WORK TO DO -> Can you output every line below as a JSON list of strings, one string per line, with blank lines left out?
________________
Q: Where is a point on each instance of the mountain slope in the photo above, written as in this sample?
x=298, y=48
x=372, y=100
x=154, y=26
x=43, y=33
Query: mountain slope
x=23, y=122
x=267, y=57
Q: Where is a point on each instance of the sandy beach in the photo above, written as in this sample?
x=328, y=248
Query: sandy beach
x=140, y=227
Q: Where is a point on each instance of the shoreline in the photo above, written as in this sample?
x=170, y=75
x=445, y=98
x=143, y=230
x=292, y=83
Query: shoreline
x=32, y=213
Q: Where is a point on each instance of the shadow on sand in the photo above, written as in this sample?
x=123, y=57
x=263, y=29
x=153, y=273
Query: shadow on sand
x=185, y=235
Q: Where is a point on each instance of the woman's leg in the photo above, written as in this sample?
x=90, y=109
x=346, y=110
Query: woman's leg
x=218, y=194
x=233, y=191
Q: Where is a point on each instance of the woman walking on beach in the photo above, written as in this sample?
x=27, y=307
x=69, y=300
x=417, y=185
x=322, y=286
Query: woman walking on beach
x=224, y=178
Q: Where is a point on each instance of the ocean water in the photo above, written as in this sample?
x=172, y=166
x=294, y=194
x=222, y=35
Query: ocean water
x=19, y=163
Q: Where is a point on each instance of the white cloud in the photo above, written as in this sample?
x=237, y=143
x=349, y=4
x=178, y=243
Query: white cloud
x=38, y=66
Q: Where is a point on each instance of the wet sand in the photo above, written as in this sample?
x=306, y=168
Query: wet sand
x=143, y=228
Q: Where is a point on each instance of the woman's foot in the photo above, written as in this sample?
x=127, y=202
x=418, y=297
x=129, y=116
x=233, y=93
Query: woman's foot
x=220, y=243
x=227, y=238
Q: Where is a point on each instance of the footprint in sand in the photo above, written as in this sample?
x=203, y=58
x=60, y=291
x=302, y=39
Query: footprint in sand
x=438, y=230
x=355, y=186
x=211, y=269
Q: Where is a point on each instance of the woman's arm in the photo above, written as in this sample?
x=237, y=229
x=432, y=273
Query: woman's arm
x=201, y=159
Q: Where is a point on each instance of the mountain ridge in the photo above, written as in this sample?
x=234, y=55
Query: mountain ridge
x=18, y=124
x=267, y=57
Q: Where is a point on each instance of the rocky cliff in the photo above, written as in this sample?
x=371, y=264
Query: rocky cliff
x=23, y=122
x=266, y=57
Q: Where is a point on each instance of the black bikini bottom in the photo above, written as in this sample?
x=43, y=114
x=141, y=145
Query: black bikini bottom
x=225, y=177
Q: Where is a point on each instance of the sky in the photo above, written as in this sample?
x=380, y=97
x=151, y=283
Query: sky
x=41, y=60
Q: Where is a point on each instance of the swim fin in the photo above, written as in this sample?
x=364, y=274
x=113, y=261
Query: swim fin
________________
SOLUTION TO THIS PROBLEM ->
[
  "Q: Where is a point on each instance of the mountain slope in the photo above, written as in this sample?",
  "x=298, y=48",
  "x=372, y=100",
  "x=154, y=26",
  "x=43, y=33",
  "Query: mountain slope",
  "x=23, y=122",
  "x=267, y=57",
  "Q: Where is a point on each instance of the sandy beach in the photo above, written as in this sample?",
  "x=328, y=248",
  "Query: sandy beach",
  "x=140, y=227",
  "Q: Where is a point on each instance of the shoreline in the photo above, written as in this sample?",
  "x=170, y=75",
  "x=445, y=98",
  "x=143, y=230",
  "x=292, y=83",
  "Query: shoreline",
  "x=32, y=213",
  "Q: Where is a point on each instance of the shadow on sand in the photo above, written as in this sample?",
  "x=123, y=57",
  "x=263, y=29",
  "x=153, y=273",
  "Query: shadow on sand",
  "x=185, y=235",
  "Q: Where is a point on each instance of the woman's leg in the photo above, written as in this sample?",
  "x=90, y=109",
  "x=346, y=110",
  "Query: woman's leg",
  "x=218, y=194",
  "x=233, y=191",
  "Q: Where is a point on each instance of the woman walking on beach in the photo above, written as in this sample?",
  "x=27, y=307",
  "x=69, y=300",
  "x=417, y=185",
  "x=322, y=286",
  "Query: woman walking on beach",
  "x=224, y=178",
  "Q: Where is a point on each instance of the ocean water in the photo above, written as in this sample?",
  "x=172, y=166",
  "x=294, y=194",
  "x=222, y=35",
  "Query: ocean water",
  "x=19, y=163",
  "Q: Where is a point on each instance of the white cloud in the photo above, written as in this sample?",
  "x=237, y=143",
  "x=349, y=4",
  "x=178, y=243",
  "Query: white cloud",
  "x=38, y=66",
  "Q: Where is a point on each instance of the wet sand in the photo above, written as in this sample?",
  "x=306, y=168",
  "Query: wet sand",
  "x=143, y=228",
  "Q: Where is a point on each instance of the woman's foot in the photo above, written as in this sample?",
  "x=127, y=202",
  "x=418, y=297",
  "x=129, y=116",
  "x=233, y=93",
  "Query: woman's foot",
  "x=220, y=243",
  "x=227, y=238",
  "Q: Where is a point on each instance of the footprint in sand in the photo above, written as in this sample?",
  "x=203, y=58",
  "x=60, y=291",
  "x=302, y=39",
  "Query: footprint in sand",
  "x=438, y=230",
  "x=355, y=186",
  "x=211, y=269",
  "Q: Where is a point on each instance of the woman's arm in the photo above, written as in this sample?",
  "x=237, y=229",
  "x=432, y=273",
  "Query: woman's arm",
  "x=201, y=159",
  "Q: Where is a point on each instance of the mountain ridge in the photo above, written as in this sample?",
  "x=234, y=55",
  "Query: mountain ridge",
  "x=18, y=124",
  "x=267, y=57",
  "Q: Where is a point on each instance of the rocky cliff in the photo above, written as in this sample?",
  "x=371, y=264",
  "Query: rocky cliff",
  "x=23, y=122",
  "x=266, y=57",
  "Q: Where is a point on each instance of the black bikini bottom in the photo above, written as in this sample?",
  "x=43, y=114",
  "x=141, y=145",
  "Query: black bikini bottom",
  "x=225, y=177",
  "Q: Where is a point on each instance of the sky in the photo above, written as in this sample?",
  "x=380, y=97",
  "x=151, y=283",
  "Query: sky",
  "x=41, y=60",
  "Q: Where is a point on each instance of the swim fin in the photo above, written as in this sample?",
  "x=364, y=274",
  "x=113, y=261",
  "Query: swim fin"
]